— TASK DETAILS —
Return all of the entries exactly, but do not include the pictures.

— MATERIAL TO PROCESS —
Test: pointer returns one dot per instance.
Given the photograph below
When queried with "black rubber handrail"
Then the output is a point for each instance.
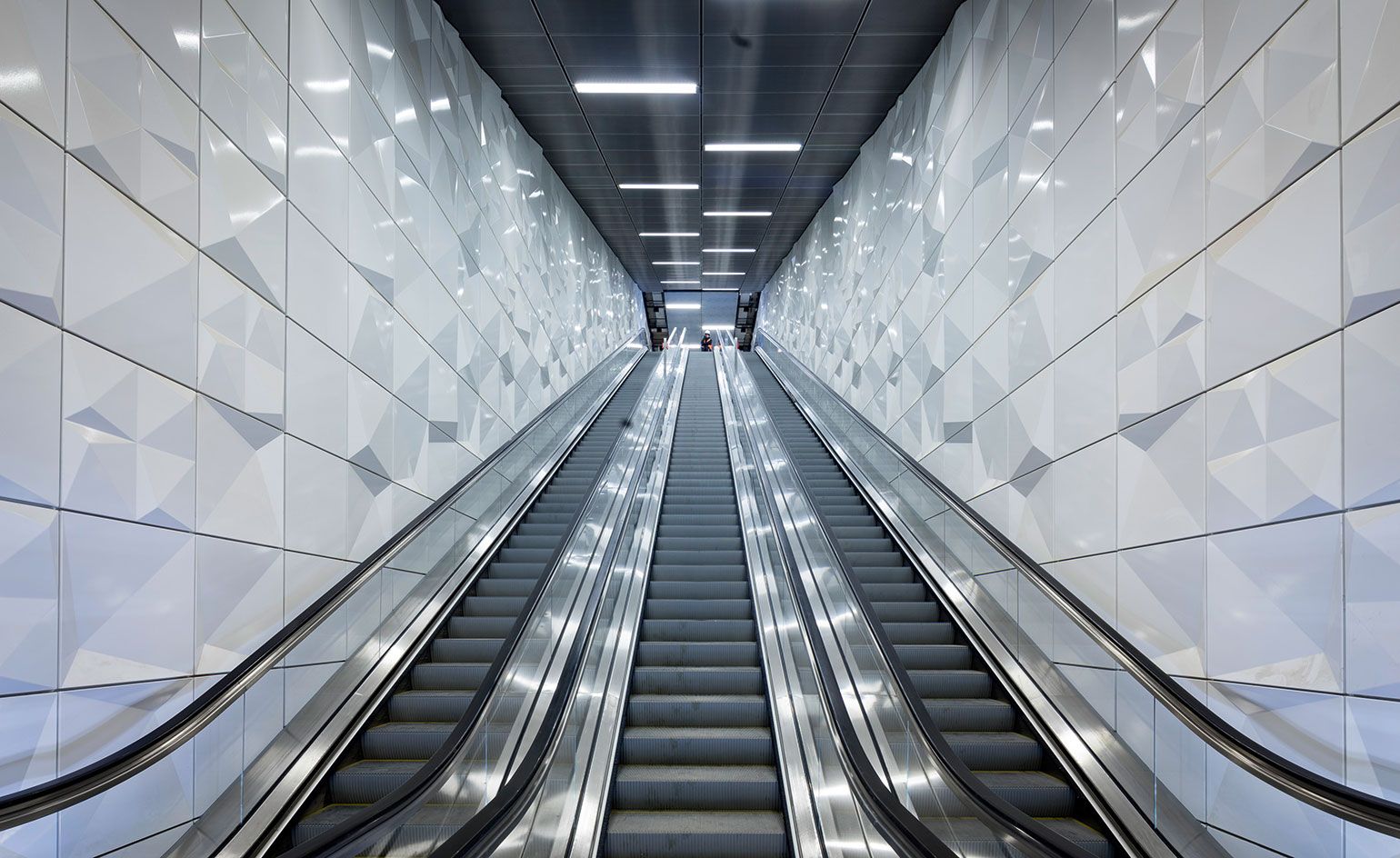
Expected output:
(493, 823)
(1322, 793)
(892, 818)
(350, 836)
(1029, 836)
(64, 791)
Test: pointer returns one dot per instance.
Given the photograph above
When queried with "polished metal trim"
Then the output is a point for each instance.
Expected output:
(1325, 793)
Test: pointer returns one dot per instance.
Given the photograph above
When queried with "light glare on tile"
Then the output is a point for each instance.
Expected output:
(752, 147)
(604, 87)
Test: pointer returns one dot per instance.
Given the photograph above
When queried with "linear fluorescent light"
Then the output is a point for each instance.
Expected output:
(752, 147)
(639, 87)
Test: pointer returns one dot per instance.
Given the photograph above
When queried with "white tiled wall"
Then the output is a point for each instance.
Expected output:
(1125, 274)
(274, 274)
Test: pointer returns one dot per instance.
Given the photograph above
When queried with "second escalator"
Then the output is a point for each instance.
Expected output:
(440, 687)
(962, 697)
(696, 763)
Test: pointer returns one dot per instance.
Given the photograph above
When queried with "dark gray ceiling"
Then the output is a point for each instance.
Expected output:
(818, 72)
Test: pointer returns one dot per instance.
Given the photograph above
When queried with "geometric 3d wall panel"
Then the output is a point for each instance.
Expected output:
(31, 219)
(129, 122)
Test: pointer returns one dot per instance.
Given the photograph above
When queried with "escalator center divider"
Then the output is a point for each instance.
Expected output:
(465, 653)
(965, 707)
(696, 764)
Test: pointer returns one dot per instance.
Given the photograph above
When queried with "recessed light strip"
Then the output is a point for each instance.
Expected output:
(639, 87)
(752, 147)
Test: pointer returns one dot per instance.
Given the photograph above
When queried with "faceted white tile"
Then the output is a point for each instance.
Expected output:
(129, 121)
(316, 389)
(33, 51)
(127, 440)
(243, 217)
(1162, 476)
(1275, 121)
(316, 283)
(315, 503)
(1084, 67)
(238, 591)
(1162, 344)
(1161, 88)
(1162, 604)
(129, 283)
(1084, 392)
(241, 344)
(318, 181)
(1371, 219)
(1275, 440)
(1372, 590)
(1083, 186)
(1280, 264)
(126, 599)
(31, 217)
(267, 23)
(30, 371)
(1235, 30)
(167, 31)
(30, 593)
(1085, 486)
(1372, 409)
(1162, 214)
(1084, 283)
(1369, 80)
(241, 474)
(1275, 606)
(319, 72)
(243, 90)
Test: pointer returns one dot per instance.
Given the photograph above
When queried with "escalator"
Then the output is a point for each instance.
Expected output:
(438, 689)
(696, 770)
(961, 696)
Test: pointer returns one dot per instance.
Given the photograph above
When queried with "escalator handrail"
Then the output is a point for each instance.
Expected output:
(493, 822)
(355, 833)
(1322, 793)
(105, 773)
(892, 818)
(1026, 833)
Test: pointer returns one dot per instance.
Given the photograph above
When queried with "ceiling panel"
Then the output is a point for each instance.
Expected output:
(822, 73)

— WORKED SOLUTION —
Test: pointer returns one dot per instance.
Given the photograph below
When queried with "black rubber handrail"
Then the output is a point for each instance.
Expected output:
(493, 823)
(1322, 793)
(892, 818)
(350, 836)
(1029, 836)
(64, 791)
Test: pointer returns one dot per instance.
Given the photograph above
When queried with "polished metal trim"
Then the output is a point for each instance.
Expected output:
(1325, 793)
Test: pointer returns one dot per instance.
Given the photograph above
When queried with "light glare on tile"
Then the output is a point for each instance.
Expected output:
(752, 147)
(604, 87)
Test: pointer returns one dot per instance.
Given the photograph above
When queried with "linear fluorescent light"
Then the output is a point for each instance.
Expected output:
(752, 147)
(639, 87)
Test: pointer returns one dot per instance.
Given the photograph above
When queried with "white tiled wall"
Then the output is a point for each instance.
Expected output:
(1125, 274)
(274, 274)
Test: pointer returns one dot per instance.
Given the photograph above
When queried with "second escalator"
Then the output is a point for each instance.
Expected output:
(440, 687)
(962, 697)
(696, 763)
Test: pointer returns one dot per instance.
Given the photograph above
When queried with "dark gray ceiling"
Then the output is a point for each instance.
Expected output:
(818, 72)
Test: pointer returns one dot per instance.
Given the photograph above
When queried with "geometric 3d wall panel"
Then the output is a point for each instance.
Expected output:
(31, 219)
(129, 122)
Test: pointer returns one dot per instance.
Given the photograph above
When queried with "escalator center divider"
Then the output is a point for each instance.
Expected output:
(465, 653)
(965, 707)
(696, 764)
Test: pointer returns one dot per instance.
Given the photograph above
When queried with "recessed light strip"
Then the output is a point for each instance.
Expected output:
(639, 87)
(752, 147)
Test: pointer returns one dot per instance.
Given the photograph above
When queried with "faceted white tile"
Then the output is a point for each instance.
Expected output:
(129, 121)
(316, 389)
(33, 51)
(127, 440)
(243, 217)
(1162, 476)
(1275, 121)
(316, 283)
(315, 503)
(1084, 67)
(238, 591)
(1162, 344)
(1161, 88)
(1162, 604)
(129, 283)
(1084, 392)
(241, 344)
(318, 181)
(1371, 219)
(1275, 440)
(1372, 590)
(1083, 186)
(1280, 264)
(126, 599)
(31, 217)
(267, 23)
(30, 371)
(1235, 30)
(167, 31)
(30, 593)
(1085, 486)
(1372, 409)
(1162, 214)
(1084, 283)
(1369, 80)
(241, 474)
(1275, 606)
(319, 72)
(243, 90)
Test: pointer returns one dot per instance.
Given the photograph above
When queried with "escalator"
Then the output is a point for each instance.
Expected output:
(438, 689)
(696, 770)
(961, 696)
Test: pointer returns one dot per instance.
Given the photograph above
When queried with "escalator handrail"
Then the output is a point for each instance.
Expected output:
(493, 822)
(355, 833)
(1322, 793)
(105, 773)
(892, 818)
(1026, 833)
Test: pointer returns one dot per instance.
Given the photograph above
When queried with "ceiling panel"
Then the output is a point for each instance.
Expected output:
(822, 73)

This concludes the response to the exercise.